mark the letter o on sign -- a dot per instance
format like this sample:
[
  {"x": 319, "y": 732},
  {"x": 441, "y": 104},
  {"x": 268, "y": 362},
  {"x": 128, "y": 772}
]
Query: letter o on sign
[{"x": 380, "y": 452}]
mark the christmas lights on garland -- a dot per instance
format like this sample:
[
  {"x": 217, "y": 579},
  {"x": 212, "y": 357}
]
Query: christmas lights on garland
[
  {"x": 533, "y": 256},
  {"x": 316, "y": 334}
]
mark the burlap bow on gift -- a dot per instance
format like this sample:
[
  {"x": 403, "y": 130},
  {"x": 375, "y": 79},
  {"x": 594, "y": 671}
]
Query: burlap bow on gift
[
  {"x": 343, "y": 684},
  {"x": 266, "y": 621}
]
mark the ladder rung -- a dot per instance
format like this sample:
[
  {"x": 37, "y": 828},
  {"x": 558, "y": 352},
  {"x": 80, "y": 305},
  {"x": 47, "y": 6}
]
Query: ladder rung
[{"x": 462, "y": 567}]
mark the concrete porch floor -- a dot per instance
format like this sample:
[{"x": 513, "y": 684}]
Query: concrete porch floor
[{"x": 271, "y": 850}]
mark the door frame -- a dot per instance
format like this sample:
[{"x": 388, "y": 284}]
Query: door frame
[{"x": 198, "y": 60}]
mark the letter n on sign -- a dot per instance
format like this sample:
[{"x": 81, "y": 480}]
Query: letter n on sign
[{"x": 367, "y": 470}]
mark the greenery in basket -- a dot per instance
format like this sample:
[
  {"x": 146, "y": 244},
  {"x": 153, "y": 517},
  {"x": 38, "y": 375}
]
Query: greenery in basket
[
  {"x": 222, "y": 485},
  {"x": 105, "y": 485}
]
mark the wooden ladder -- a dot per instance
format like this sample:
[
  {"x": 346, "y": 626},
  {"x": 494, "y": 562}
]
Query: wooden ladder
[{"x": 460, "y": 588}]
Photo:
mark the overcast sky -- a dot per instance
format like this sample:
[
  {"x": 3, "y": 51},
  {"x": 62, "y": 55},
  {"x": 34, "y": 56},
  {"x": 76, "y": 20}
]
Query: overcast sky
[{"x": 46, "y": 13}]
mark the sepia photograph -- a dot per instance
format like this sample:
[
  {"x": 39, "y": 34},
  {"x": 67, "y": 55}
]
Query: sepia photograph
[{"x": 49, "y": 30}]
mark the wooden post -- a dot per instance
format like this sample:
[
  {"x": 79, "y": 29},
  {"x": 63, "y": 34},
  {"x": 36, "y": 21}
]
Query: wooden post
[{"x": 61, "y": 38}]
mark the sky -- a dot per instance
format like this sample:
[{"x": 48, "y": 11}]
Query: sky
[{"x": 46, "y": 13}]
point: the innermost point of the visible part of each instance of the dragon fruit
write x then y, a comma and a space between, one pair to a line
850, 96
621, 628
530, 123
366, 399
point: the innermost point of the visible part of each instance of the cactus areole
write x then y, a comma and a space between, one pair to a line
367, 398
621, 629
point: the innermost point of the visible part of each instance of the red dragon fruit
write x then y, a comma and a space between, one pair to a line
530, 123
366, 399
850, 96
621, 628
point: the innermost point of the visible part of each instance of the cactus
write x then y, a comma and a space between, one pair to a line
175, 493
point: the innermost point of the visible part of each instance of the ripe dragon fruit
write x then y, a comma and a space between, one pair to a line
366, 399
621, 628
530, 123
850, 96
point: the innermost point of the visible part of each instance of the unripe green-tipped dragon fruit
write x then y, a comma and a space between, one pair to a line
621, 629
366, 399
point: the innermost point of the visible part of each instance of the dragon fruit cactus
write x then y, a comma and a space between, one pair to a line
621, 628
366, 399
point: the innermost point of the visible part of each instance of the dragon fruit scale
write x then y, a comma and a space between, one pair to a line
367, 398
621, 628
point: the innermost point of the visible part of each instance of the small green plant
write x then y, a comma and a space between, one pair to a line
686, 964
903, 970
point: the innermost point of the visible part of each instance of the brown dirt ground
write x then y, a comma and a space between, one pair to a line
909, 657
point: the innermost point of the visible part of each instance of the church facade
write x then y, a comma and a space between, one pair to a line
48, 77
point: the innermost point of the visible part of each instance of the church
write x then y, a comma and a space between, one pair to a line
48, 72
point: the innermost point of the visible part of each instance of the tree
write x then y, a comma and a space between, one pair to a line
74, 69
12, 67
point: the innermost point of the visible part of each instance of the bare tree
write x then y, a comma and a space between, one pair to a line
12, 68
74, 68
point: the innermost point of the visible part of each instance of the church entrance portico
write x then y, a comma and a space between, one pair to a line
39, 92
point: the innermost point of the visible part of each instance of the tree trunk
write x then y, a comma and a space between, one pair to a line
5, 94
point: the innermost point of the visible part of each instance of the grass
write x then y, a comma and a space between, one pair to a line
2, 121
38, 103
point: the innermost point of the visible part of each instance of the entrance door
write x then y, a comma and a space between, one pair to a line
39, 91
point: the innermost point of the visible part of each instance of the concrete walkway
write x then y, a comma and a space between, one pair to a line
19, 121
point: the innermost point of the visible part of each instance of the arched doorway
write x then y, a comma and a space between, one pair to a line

= Aim of the task =
Return, word for word, each line from the line that contains "church entrance portico" to the end of the listing above; include both end lines and nothing else.

= The output =
point: the innermost point of the visible part of each instance of the church entrance portico
write x then y, a comma and a space between, one pair to a line
39, 92
point: the innermost point of the visible part of each instance of the tree trunk
write x then y, a comma and a space between, one pair to a line
5, 94
point: the innermost point of the visible part of each instance of the grass
write x then y, a comma and a space between, one pair to a line
2, 121
38, 103
point: the innermost point of the visible part of each instance of the entrance door
write x then y, a comma and a space between, one pair to a line
39, 91
point: the innermost point of the visible part of each instance of the concrete walkway
write x then y, a comma and a space between, one pair to a line
19, 121
point: the innermost point of the visible part of each instance of the arched doorway
write x then y, a comma and a space between, one pair to a line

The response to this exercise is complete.